**Input**
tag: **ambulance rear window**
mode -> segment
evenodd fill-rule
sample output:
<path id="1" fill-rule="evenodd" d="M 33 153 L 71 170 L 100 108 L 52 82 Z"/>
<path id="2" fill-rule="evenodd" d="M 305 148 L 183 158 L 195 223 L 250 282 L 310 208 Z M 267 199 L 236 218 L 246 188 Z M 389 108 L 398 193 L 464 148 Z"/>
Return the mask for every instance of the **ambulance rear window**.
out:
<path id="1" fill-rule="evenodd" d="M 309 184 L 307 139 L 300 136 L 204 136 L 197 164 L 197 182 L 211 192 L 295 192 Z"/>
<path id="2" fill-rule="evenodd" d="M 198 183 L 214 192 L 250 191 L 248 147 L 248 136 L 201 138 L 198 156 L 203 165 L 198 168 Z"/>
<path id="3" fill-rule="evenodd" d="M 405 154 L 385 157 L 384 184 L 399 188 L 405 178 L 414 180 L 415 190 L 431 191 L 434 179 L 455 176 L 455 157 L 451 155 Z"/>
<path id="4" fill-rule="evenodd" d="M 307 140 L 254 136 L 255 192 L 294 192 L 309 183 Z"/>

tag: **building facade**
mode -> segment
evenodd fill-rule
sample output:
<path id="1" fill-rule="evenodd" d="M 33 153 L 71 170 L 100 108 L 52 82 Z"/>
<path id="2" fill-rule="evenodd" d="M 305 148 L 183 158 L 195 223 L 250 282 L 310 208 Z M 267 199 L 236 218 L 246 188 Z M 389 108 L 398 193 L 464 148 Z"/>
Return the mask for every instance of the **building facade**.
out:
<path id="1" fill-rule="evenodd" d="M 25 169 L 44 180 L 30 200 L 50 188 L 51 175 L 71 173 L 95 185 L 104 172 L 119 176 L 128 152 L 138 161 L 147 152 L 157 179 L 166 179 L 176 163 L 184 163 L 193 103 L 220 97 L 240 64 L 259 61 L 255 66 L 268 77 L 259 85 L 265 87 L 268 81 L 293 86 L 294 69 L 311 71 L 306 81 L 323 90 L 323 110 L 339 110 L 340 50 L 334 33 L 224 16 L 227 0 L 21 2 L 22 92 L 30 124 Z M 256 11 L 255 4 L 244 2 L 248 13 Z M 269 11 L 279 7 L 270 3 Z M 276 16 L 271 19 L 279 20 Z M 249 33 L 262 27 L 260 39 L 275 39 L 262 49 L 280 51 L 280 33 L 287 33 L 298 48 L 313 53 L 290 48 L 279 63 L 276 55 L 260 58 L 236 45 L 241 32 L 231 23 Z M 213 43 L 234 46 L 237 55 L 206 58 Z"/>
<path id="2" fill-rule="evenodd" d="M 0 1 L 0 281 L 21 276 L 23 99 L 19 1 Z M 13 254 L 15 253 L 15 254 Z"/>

**What is expected**
In full and exactly as written, the listing is to be copied again.

**Solution to this task**
tag: **ambulance rear window**
mode -> segment
evenodd fill-rule
sample output:
<path id="1" fill-rule="evenodd" d="M 33 153 L 71 170 L 100 108 L 52 82 Z"/>
<path id="2" fill-rule="evenodd" d="M 305 148 L 183 158 L 195 223 L 250 282 L 310 208 Z M 267 199 L 236 218 L 246 188 Z M 389 108 L 398 193 L 464 148 Z"/>
Return the mask for every instance of the **ambulance rear window**.
out:
<path id="1" fill-rule="evenodd" d="M 309 184 L 307 139 L 300 136 L 204 136 L 197 164 L 197 182 L 211 192 L 295 192 Z"/>
<path id="2" fill-rule="evenodd" d="M 198 183 L 214 192 L 250 191 L 248 147 L 248 136 L 201 138 L 198 156 L 203 165 L 198 168 Z"/>
<path id="3" fill-rule="evenodd" d="M 405 154 L 385 157 L 384 184 L 399 188 L 405 178 L 414 180 L 415 190 L 431 191 L 434 179 L 455 176 L 455 157 L 451 155 Z"/>
<path id="4" fill-rule="evenodd" d="M 307 140 L 254 136 L 255 192 L 294 192 L 309 183 Z"/>

tag: **building facade**
mode -> segment
evenodd fill-rule
sample output:
<path id="1" fill-rule="evenodd" d="M 33 153 L 71 170 L 100 108 L 52 82 Z"/>
<path id="2" fill-rule="evenodd" d="M 305 148 L 183 158 L 195 223 L 250 282 L 310 208 Z M 267 199 L 236 218 L 246 188 Z M 389 108 L 398 193 L 464 148 Z"/>
Return the mask for every instance of the **building facade**.
out:
<path id="1" fill-rule="evenodd" d="M 25 169 L 44 180 L 30 200 L 50 188 L 51 175 L 71 173 L 95 185 L 104 172 L 119 176 L 128 152 L 138 161 L 147 152 L 157 179 L 166 179 L 176 163 L 184 163 L 193 103 L 220 97 L 240 64 L 259 61 L 255 66 L 268 77 L 259 85 L 265 87 L 268 81 L 293 86 L 294 69 L 311 71 L 306 81 L 323 90 L 323 110 L 339 110 L 340 50 L 334 33 L 224 16 L 227 0 L 21 2 L 22 92 L 30 124 Z M 256 11 L 255 4 L 244 2 L 248 13 Z M 269 11 L 279 7 L 270 3 Z M 276 16 L 271 19 L 279 20 Z M 249 33 L 262 27 L 260 39 L 275 39 L 262 49 L 280 51 L 280 33 L 287 33 L 298 48 L 313 53 L 290 48 L 279 63 L 276 55 L 260 58 L 236 45 L 241 32 L 231 23 Z M 213 43 L 234 46 L 237 55 L 206 58 Z"/>
<path id="2" fill-rule="evenodd" d="M 0 1 L 0 281 L 21 276 L 23 99 L 19 1 Z M 13 254 L 15 253 L 15 254 Z"/>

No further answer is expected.